• REQUEST:
Output the line containing "Field inspection note: the teal" and all subsequent lines of the listing below, copied exactly, with no other lines.

— Start of DATA SUPPLIED —

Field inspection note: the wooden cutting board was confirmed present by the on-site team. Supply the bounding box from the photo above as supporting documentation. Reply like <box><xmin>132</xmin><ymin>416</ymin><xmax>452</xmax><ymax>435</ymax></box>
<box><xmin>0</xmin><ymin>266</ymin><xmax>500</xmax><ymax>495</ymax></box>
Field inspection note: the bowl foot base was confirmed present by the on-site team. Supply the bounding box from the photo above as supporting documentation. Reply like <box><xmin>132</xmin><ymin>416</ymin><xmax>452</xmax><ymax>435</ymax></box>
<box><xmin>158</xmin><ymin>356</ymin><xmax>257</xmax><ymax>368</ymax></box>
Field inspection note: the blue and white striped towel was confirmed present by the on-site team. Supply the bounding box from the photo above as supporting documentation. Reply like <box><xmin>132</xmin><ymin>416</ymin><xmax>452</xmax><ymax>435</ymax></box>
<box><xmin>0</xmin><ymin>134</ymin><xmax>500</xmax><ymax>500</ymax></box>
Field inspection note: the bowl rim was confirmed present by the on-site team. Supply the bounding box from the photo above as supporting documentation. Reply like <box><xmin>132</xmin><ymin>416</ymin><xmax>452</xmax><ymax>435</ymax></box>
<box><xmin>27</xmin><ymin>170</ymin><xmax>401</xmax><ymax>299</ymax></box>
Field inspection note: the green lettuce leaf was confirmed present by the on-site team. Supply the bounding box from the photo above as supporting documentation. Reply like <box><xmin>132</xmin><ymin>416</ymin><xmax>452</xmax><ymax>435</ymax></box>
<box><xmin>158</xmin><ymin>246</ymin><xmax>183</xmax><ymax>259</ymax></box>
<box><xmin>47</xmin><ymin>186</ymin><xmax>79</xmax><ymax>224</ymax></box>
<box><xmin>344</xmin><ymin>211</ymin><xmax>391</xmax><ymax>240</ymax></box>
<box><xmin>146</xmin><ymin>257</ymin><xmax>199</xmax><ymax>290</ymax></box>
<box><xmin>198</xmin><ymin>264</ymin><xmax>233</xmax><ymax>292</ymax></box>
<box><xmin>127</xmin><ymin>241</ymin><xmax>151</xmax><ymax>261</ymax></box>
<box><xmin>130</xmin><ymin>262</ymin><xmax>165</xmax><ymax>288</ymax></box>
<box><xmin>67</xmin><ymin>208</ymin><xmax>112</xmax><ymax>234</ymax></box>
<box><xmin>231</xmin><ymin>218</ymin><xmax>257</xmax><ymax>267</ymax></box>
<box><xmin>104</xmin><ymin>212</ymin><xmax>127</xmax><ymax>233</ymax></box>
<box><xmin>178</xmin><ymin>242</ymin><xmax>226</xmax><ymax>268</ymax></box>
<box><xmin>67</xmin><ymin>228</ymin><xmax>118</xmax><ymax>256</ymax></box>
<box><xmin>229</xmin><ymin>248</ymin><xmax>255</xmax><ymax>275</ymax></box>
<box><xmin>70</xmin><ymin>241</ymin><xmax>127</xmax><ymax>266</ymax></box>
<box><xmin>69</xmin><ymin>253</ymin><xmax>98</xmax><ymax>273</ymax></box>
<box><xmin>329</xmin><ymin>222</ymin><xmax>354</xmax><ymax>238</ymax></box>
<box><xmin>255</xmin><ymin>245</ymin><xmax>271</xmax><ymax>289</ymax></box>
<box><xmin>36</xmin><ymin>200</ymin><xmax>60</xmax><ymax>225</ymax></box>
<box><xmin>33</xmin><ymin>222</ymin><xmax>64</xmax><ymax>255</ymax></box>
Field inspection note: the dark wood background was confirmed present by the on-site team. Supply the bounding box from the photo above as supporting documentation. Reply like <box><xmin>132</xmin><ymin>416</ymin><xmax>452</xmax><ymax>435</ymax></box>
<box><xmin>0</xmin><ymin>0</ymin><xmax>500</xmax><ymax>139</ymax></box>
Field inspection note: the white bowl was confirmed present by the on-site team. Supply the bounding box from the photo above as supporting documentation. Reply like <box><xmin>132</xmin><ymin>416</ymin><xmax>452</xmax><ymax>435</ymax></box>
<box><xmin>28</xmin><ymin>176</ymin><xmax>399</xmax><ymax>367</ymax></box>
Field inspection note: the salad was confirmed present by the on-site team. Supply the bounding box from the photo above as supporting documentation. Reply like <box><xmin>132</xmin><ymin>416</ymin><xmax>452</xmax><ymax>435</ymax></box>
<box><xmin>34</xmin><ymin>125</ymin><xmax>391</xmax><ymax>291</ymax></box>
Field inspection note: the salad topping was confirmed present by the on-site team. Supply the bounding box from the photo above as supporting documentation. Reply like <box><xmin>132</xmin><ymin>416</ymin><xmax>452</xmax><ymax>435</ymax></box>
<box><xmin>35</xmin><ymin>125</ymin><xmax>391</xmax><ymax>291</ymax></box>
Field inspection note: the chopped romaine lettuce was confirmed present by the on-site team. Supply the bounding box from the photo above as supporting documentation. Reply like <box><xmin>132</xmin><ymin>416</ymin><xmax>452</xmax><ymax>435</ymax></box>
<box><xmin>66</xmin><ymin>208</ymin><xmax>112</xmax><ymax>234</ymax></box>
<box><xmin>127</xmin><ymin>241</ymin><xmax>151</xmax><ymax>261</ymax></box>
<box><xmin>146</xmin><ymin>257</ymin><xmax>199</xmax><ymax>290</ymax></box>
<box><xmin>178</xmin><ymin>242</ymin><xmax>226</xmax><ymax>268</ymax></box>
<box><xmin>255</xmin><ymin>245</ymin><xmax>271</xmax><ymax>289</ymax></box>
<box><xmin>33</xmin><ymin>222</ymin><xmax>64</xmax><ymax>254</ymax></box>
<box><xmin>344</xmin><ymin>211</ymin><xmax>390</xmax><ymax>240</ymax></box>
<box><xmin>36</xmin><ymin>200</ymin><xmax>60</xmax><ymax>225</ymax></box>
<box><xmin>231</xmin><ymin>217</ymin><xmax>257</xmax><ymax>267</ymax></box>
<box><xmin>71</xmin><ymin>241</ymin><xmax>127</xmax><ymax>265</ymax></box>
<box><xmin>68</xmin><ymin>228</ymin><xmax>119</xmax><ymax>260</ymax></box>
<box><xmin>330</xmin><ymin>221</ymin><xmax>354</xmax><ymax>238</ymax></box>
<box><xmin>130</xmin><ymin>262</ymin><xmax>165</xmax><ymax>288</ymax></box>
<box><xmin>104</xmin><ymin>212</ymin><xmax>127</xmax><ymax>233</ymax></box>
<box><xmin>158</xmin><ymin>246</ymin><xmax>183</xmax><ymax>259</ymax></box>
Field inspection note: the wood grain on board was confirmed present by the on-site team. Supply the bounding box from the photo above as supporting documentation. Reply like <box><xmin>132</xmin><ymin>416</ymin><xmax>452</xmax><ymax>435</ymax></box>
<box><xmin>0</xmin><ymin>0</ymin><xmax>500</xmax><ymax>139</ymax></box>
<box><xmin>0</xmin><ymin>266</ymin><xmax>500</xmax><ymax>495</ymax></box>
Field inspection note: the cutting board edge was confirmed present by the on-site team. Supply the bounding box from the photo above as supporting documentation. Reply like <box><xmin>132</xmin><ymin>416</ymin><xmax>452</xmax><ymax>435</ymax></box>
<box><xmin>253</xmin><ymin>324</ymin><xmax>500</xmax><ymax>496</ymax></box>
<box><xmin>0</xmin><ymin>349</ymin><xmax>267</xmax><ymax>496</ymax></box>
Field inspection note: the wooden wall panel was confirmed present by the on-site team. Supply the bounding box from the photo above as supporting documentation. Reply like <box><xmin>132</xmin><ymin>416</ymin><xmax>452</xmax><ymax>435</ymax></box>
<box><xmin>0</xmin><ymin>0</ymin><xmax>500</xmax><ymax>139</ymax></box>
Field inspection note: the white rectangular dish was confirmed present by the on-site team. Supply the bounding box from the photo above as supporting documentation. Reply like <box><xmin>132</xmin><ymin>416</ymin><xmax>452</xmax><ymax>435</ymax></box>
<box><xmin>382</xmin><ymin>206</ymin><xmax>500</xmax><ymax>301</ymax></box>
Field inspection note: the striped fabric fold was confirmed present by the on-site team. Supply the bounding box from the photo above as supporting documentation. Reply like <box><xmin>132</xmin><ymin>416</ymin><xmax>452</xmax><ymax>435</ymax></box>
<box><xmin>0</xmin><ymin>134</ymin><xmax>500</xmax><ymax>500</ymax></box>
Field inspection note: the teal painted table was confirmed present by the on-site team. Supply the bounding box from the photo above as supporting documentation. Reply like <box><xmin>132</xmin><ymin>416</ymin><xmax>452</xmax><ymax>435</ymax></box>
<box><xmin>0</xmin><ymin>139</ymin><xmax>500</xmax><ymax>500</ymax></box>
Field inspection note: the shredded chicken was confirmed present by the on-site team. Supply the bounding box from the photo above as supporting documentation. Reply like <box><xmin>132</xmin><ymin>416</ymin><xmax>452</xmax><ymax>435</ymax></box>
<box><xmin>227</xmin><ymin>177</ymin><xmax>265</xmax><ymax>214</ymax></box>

— End of DATA SUPPLIED —

• SOLUTION FOR THIS EXERCISE:
Field inspection note: the teal painted table was confirmed present by the on-site team. Supply the bounding box from the photo above as supporting documentation. Reply like <box><xmin>132</xmin><ymin>416</ymin><xmax>452</xmax><ymax>435</ymax></box>
<box><xmin>0</xmin><ymin>139</ymin><xmax>500</xmax><ymax>500</ymax></box>
Field inspection note: the shredded chicken was confirmed present by the on-site team. Supply the bounding box from the photo above as supporting documentation. Reply like <box><xmin>132</xmin><ymin>416</ymin><xmax>452</xmax><ymax>435</ymax></box>
<box><xmin>227</xmin><ymin>177</ymin><xmax>265</xmax><ymax>214</ymax></box>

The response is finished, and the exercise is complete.